[Data records]
-*-*-
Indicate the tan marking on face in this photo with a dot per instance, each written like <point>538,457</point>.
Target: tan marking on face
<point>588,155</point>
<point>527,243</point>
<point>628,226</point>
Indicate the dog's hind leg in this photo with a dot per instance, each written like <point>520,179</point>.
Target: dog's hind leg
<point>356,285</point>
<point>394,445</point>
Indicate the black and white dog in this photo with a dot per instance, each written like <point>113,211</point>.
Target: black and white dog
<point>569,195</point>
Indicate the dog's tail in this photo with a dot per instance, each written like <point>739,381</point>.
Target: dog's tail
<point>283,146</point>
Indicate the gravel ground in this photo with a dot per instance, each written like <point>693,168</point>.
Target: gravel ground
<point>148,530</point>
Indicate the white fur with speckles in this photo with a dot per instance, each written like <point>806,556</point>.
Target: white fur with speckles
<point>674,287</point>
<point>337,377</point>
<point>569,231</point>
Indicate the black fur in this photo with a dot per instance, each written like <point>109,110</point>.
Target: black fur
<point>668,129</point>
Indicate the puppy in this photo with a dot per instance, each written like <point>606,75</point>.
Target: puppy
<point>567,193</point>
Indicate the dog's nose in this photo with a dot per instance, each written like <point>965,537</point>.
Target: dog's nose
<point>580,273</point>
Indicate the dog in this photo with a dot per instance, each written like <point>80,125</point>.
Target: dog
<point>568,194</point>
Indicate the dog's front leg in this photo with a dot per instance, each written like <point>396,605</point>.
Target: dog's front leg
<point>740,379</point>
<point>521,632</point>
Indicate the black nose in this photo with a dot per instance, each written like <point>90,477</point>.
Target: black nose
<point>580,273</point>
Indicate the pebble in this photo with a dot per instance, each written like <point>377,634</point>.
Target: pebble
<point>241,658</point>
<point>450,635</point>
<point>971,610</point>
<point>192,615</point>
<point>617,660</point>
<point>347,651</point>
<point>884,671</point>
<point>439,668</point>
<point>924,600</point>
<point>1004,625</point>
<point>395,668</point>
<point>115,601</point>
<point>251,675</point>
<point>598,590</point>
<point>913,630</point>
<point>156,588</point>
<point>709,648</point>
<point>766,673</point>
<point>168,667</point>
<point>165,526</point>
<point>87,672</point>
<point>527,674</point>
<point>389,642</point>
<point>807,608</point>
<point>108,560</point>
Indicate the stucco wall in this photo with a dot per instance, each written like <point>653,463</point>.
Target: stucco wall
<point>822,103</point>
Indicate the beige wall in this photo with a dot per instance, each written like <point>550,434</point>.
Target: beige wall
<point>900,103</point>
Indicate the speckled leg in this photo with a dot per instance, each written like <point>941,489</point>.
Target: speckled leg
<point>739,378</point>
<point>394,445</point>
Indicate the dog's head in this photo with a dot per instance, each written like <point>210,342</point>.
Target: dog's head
-*-*-
An exact transcription of the entries is needed, complete to the final line.

Your solution
Indicate the tan marking on face in this photo with a dot per instance, each written like <point>538,457</point>.
Target: tan marking on face
<point>588,155</point>
<point>527,243</point>
<point>628,226</point>
Indicate the dog's hind leg in this photo with a dot per instance, each written like <point>520,179</point>.
Target: dog's hind leg
<point>356,285</point>
<point>394,445</point>
Indicate the black and white dog in this photo with a dot per instance, each written like <point>113,211</point>.
Target: black and white dog
<point>569,195</point>
Indicate the dog's tail in this photo with a dot per instance, each written like <point>739,381</point>.
Target: dog's tail
<point>283,146</point>
Indicate the gravel ground in this photo with a dot per instance, each written like <point>693,168</point>.
Target: gravel ground
<point>148,530</point>
Indicate the white fur with speckles in this photo with a dot per instance, each written like <point>806,556</point>.
Target: white fur with speckles
<point>674,287</point>
<point>337,377</point>
<point>569,231</point>
Indicate the black fur in this photo with a dot per instance, each written like <point>109,110</point>.
Target: black fur
<point>668,129</point>
Indicate the puppy in this photo with a dot per instance, each written like <point>606,75</point>.
Target: puppy
<point>567,193</point>
Indicate the dog's nose in this photo with a dot per instance, each written like <point>965,537</point>.
Target: dog's nose
<point>580,273</point>
Indicate the dog in this photo with a dot per instance, each written like <point>80,125</point>.
Target: dog
<point>568,194</point>
Indicate the dog's front leg in this photo with a dot per instance, each written like <point>396,605</point>.
Target: dog's front leg
<point>740,379</point>
<point>521,632</point>
Indicate the black nose in this photo with a dot per instance, each written like <point>90,477</point>.
Target: black nose
<point>580,273</point>
Indicate the pebble in this photo with a dot per instance, each written like <point>377,634</point>.
Target: pebble
<point>241,658</point>
<point>450,635</point>
<point>971,610</point>
<point>192,615</point>
<point>617,660</point>
<point>347,651</point>
<point>884,671</point>
<point>439,668</point>
<point>924,600</point>
<point>1004,625</point>
<point>395,668</point>
<point>115,601</point>
<point>251,675</point>
<point>598,590</point>
<point>913,630</point>
<point>156,588</point>
<point>709,648</point>
<point>766,673</point>
<point>168,667</point>
<point>165,526</point>
<point>87,672</point>
<point>527,674</point>
<point>389,642</point>
<point>807,608</point>
<point>108,560</point>
Indicate the stucco wall in this photo with a dot per instance, each written like <point>653,463</point>.
Target: stucco wall
<point>822,103</point>
Indicate the beige wall in this photo with a dot per instance, each written like <point>550,434</point>.
Target: beige wall
<point>900,103</point>
Indicate the speckled leg in this photo with a dot per instance, each written like <point>941,489</point>.
Target: speckled leg
<point>739,378</point>
<point>394,445</point>
Indicate the dog's head in this photo with a dot per instance, each written like <point>210,342</point>.
Target: dog's head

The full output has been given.